§ Study questions:
A - Copy out the passage about contraceptive pills for teenagers, starting at "Teenage girls considering" and ending at "what they need.".
B - Besides pills, what other forms of hormonal contraceptives does the passage about contraceptive pills for teenagers list?
(Beginning of Excerpted text)
Contraceptive pills are the most common form of contraception during adolescence. They are also the safest way to prevent pregnancy and the most recommended for teenagers and young women. There are different types of hormonal preparations but there is generally a preference for consistent, low dosage contraceptives at the younger ages. Low-dosage pills also carry relatively fewer side effects, such as nausea or headaches.
Furthermore, by taking these pills consistently (every day of the month), girls can avoid confusion and it makes things easier because it becomes routine.
There are different types of hormonal contraceptives – pills (taken orally), skin stickers, a vaginal ring or injections into the muscle. As we have said though, it is best to start with the pills and your doctor can recommend the appropriate type based on the girl’s medical background and other factors. For example, there are pills one can take at a higher dosage with a week’s break between packs. And if the pills are not suitable, you can try out others until you find the best type for you.
Teenage girls considering taking pills for the first time are often faced with emotional or practical difficulties in obtaining a prescription. They don’t always know where they can get a prescription or are scared or embarrassed to ask their parents for help. They may even be wary of asking the family doctor, for fear ‘word may get out,’ and generally young girls are not yet familiar with a gynecologist so they don’t know how to find one who can give them what they need.
(End of Excerpted text)
(Beginning of Data section)
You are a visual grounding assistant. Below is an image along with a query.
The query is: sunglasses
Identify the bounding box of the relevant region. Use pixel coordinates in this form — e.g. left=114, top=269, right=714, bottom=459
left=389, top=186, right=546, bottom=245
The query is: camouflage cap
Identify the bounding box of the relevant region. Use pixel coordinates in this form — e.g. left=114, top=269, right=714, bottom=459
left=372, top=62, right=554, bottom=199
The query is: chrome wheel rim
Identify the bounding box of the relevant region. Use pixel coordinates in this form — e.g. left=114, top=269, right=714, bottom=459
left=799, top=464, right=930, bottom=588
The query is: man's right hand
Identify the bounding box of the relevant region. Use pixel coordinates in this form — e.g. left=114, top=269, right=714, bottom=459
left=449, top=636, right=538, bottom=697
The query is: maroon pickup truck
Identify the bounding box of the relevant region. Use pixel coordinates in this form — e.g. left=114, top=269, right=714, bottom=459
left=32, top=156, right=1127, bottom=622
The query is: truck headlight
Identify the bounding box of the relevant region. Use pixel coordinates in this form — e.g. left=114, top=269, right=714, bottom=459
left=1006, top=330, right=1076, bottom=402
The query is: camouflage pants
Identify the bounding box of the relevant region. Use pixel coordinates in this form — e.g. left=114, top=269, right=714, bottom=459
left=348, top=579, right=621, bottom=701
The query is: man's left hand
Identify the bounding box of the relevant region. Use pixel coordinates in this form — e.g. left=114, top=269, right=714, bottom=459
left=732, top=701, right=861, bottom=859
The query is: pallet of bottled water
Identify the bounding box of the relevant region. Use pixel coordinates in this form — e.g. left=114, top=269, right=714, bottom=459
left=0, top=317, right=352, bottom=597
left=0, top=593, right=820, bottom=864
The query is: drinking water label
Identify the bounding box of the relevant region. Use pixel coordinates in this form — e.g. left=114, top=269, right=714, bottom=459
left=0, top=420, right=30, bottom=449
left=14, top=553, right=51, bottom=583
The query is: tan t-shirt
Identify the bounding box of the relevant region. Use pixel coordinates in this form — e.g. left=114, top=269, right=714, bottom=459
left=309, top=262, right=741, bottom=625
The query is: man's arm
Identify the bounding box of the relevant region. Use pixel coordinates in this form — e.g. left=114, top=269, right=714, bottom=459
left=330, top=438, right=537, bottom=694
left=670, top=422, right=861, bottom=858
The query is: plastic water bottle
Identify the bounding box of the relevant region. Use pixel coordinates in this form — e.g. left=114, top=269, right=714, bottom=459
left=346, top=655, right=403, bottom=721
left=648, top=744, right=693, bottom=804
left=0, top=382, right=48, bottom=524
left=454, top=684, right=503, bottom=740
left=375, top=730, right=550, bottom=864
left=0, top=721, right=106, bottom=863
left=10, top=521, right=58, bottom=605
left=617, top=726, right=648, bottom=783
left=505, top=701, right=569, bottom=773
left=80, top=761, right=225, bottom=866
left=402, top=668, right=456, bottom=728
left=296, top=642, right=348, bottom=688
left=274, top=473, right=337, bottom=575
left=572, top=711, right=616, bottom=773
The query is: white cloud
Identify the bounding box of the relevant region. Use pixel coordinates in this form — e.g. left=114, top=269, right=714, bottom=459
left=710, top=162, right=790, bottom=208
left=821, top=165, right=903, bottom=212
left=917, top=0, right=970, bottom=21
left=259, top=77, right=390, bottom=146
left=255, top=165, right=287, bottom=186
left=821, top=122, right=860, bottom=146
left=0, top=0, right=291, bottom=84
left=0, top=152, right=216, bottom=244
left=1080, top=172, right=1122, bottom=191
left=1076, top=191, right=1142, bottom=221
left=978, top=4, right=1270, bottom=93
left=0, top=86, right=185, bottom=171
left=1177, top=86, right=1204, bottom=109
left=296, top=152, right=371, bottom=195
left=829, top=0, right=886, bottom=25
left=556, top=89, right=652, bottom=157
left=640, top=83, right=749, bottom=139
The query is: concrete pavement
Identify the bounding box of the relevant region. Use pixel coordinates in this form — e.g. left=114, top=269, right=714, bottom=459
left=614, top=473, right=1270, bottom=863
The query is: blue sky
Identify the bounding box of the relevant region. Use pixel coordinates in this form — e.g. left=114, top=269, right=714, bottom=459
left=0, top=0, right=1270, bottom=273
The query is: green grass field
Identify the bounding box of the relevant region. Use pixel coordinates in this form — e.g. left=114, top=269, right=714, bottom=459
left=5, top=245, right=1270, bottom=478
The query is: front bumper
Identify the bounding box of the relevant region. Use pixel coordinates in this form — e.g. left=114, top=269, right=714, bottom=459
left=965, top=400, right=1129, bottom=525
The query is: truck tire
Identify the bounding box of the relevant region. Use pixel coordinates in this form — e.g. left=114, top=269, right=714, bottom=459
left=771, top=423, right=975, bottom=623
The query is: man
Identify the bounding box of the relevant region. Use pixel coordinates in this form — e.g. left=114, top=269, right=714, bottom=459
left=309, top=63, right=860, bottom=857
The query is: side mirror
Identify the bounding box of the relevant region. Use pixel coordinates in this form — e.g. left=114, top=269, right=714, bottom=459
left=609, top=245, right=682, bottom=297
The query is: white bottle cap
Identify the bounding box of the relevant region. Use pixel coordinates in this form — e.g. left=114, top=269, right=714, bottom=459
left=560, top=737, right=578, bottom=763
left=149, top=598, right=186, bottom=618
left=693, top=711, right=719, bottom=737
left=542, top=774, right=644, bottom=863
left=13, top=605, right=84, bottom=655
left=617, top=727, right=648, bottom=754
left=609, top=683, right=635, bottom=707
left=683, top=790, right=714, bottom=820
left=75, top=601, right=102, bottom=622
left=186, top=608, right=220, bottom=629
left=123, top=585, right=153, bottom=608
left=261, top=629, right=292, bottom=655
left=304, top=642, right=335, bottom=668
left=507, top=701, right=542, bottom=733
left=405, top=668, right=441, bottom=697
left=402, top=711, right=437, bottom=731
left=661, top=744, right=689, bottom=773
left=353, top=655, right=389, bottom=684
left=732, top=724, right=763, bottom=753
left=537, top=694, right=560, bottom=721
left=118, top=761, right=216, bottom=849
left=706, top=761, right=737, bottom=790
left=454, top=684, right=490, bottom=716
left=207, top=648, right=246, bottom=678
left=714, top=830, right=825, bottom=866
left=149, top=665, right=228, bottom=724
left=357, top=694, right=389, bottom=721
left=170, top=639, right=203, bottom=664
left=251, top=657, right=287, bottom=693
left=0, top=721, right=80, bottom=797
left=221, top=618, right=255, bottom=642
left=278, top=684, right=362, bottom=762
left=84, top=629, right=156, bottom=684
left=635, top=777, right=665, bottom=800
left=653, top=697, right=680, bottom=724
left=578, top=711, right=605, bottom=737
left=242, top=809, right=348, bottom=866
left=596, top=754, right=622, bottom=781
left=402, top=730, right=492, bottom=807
(End of Data section)
§ Task-by-task answers:
A -
Teenage girls considering taking pills for the first time are often faced with emotional or practical difficulties in obtaining a prescription. They don’t always know where they can get a prescription or are scared or embarrassed to ask their parents for help. They may even be wary of asking the family doctor, for fear ‘word may get out,’ and generally young girls are not yet familiar with a gynecologist so they don’t know how to find one who can give them what they need.

B - Skin stickers, a vaginal ring, and injections into the muscle.